======== Available records ========
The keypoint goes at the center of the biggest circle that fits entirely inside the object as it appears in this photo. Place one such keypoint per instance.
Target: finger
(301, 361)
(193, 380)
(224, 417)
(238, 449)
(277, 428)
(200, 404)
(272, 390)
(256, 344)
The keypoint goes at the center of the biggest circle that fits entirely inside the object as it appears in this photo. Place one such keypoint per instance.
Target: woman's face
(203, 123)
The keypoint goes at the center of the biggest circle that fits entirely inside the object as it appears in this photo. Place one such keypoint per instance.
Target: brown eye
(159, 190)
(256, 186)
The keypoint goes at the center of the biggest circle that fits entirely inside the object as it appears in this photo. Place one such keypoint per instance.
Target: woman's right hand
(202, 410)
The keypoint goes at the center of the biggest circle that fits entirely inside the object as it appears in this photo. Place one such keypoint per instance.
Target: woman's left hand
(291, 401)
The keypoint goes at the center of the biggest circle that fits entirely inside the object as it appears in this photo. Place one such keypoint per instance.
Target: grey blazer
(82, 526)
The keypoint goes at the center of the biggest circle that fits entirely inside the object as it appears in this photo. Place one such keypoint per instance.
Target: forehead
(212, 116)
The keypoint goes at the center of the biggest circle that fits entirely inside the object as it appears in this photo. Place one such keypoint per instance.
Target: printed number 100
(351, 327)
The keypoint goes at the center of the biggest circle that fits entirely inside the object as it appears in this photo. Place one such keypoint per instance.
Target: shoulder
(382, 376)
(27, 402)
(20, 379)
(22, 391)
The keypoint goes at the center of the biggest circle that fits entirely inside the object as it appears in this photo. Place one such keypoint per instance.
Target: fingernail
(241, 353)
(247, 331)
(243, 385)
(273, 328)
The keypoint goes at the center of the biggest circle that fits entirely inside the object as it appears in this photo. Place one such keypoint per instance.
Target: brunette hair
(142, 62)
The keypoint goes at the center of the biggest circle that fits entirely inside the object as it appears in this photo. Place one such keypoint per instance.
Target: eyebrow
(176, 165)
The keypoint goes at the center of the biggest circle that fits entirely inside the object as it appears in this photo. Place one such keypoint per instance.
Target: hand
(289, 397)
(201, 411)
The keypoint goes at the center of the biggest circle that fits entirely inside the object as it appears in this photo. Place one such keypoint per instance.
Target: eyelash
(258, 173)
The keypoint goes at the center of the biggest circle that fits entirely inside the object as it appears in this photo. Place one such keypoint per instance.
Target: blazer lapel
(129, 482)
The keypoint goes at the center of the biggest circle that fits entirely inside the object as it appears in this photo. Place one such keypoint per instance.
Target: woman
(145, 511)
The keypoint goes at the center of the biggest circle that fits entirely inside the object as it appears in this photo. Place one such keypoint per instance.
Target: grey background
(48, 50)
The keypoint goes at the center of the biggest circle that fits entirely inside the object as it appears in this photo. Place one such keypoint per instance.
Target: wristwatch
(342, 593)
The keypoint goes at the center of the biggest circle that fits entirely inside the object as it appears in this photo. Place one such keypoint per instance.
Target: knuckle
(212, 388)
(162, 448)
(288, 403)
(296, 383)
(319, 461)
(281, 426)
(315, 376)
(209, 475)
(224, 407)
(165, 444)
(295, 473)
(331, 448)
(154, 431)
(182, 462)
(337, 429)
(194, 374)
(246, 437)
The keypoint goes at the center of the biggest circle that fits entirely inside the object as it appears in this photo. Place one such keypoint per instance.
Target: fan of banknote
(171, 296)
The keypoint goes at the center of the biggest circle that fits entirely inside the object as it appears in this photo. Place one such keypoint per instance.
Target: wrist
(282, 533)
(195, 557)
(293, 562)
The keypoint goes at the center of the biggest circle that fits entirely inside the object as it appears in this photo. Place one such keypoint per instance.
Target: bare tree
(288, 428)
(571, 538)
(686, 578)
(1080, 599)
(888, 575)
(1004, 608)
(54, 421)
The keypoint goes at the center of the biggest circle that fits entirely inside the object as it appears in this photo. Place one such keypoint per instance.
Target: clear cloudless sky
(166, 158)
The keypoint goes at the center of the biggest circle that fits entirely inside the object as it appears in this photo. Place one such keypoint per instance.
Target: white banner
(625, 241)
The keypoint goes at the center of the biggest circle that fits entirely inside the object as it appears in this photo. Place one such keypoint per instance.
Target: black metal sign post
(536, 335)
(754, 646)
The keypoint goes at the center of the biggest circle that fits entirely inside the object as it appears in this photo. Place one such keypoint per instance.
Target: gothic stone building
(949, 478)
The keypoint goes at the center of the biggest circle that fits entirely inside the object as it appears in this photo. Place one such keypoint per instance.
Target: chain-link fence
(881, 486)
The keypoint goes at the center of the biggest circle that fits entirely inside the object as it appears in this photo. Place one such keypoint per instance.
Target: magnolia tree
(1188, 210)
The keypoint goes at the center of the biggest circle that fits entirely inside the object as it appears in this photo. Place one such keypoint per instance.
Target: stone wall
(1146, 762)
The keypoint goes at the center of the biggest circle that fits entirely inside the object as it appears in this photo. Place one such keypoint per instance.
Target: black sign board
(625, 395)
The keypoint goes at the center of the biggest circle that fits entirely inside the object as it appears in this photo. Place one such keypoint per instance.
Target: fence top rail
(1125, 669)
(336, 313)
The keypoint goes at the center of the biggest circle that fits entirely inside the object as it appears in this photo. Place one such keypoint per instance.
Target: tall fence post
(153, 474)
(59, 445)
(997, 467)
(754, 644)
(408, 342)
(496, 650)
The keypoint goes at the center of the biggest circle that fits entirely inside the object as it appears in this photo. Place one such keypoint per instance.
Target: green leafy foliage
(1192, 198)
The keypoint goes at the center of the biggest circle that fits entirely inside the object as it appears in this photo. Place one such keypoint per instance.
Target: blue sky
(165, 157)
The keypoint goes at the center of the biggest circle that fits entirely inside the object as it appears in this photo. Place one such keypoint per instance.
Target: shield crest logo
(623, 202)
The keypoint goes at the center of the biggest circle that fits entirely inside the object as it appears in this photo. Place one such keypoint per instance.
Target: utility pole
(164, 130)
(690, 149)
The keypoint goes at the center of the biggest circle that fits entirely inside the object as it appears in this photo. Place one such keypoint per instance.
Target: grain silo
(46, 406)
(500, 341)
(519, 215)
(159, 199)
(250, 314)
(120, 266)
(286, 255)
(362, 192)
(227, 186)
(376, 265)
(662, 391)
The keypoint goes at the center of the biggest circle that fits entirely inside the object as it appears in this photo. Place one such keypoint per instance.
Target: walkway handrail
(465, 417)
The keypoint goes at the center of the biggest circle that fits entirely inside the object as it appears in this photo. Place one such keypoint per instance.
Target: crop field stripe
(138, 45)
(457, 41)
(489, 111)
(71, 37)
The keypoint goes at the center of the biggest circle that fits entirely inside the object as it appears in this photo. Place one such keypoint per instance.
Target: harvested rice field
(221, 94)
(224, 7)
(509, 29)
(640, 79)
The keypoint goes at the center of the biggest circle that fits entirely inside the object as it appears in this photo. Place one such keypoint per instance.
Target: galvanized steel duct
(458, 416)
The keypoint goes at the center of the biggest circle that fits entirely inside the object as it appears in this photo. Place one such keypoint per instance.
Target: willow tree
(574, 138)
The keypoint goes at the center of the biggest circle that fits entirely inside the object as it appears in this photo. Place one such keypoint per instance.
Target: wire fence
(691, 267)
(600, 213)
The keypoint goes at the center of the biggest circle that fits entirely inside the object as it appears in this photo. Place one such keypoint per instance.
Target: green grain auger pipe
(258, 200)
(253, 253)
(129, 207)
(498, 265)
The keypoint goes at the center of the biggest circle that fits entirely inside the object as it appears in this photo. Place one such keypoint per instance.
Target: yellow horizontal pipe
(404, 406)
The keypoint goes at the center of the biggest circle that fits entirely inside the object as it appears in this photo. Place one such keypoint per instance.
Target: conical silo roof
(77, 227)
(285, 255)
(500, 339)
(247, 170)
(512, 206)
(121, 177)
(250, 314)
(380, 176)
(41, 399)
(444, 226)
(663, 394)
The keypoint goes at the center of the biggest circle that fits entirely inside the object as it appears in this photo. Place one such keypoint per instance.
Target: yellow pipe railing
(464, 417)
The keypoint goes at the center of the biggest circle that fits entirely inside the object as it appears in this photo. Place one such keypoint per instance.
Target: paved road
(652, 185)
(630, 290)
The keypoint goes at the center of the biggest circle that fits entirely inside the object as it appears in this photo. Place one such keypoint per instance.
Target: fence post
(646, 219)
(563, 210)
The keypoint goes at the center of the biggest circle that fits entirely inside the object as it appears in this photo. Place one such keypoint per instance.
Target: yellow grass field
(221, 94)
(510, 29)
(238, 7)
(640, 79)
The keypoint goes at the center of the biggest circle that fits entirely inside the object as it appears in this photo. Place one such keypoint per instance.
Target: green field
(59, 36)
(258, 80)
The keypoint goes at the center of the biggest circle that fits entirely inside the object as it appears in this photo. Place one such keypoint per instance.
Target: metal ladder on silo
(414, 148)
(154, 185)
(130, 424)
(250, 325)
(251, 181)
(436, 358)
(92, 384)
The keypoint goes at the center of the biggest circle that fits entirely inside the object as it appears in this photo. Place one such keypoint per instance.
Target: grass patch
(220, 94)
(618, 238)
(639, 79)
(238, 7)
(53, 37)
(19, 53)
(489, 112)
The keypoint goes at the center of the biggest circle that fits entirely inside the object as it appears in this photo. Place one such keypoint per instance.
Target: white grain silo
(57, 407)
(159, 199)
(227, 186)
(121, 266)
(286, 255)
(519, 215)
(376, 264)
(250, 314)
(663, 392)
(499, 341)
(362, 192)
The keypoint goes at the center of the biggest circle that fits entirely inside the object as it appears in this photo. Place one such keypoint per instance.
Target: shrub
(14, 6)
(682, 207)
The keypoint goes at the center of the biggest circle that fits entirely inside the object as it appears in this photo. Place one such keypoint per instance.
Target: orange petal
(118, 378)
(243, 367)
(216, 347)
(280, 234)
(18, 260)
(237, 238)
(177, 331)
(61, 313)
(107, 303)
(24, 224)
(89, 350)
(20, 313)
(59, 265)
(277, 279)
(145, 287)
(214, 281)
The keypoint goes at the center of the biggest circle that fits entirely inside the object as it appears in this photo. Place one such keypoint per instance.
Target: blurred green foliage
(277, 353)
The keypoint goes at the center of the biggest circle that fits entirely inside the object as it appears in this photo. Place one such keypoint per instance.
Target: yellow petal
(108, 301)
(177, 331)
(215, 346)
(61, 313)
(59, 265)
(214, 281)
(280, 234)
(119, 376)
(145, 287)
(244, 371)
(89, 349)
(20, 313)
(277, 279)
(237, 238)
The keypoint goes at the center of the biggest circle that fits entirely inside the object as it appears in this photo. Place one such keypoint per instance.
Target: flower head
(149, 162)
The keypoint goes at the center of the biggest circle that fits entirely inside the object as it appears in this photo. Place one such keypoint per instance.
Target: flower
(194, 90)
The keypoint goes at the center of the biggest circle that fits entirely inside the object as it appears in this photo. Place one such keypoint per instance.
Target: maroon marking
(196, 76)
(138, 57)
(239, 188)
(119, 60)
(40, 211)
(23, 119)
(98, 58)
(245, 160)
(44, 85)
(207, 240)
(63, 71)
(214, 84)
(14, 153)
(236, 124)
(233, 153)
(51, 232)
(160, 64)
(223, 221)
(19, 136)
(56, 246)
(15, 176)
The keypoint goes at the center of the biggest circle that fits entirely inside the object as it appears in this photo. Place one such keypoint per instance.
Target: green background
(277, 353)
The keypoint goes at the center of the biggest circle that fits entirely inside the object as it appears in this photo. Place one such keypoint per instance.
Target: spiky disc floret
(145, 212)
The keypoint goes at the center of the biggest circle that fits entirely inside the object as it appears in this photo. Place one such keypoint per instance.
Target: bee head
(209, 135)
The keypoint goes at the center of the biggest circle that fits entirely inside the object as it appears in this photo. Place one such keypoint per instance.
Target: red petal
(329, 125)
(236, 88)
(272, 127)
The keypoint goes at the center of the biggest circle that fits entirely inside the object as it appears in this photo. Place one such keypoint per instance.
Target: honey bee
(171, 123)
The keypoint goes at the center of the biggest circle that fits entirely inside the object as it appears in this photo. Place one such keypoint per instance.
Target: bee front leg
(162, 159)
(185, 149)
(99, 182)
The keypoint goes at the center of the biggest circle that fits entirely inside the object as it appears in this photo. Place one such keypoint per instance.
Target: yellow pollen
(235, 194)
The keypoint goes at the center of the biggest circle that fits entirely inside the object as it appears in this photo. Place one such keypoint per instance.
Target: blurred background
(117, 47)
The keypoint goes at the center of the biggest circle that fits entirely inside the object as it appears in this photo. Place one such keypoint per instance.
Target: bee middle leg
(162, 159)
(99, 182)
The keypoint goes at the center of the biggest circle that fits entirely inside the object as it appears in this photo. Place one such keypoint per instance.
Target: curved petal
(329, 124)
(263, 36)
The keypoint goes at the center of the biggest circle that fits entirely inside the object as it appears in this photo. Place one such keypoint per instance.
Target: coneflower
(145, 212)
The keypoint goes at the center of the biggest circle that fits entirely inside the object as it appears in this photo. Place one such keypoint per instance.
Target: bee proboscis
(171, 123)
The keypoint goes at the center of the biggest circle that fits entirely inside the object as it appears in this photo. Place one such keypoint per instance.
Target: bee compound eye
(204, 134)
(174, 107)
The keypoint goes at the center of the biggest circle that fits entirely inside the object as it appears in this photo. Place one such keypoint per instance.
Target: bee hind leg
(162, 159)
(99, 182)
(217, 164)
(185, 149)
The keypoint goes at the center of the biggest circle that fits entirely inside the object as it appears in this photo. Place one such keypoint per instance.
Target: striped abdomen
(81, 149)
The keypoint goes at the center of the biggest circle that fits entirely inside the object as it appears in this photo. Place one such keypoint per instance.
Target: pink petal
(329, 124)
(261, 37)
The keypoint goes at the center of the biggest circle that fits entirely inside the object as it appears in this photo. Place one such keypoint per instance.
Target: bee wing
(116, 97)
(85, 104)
========
#### Requirements
Return every line of the items above that contains the string "woman".

#### Solution to the problem
Target: woman's face
Target: woman's right hand
Target: woman's left hand
Target: woman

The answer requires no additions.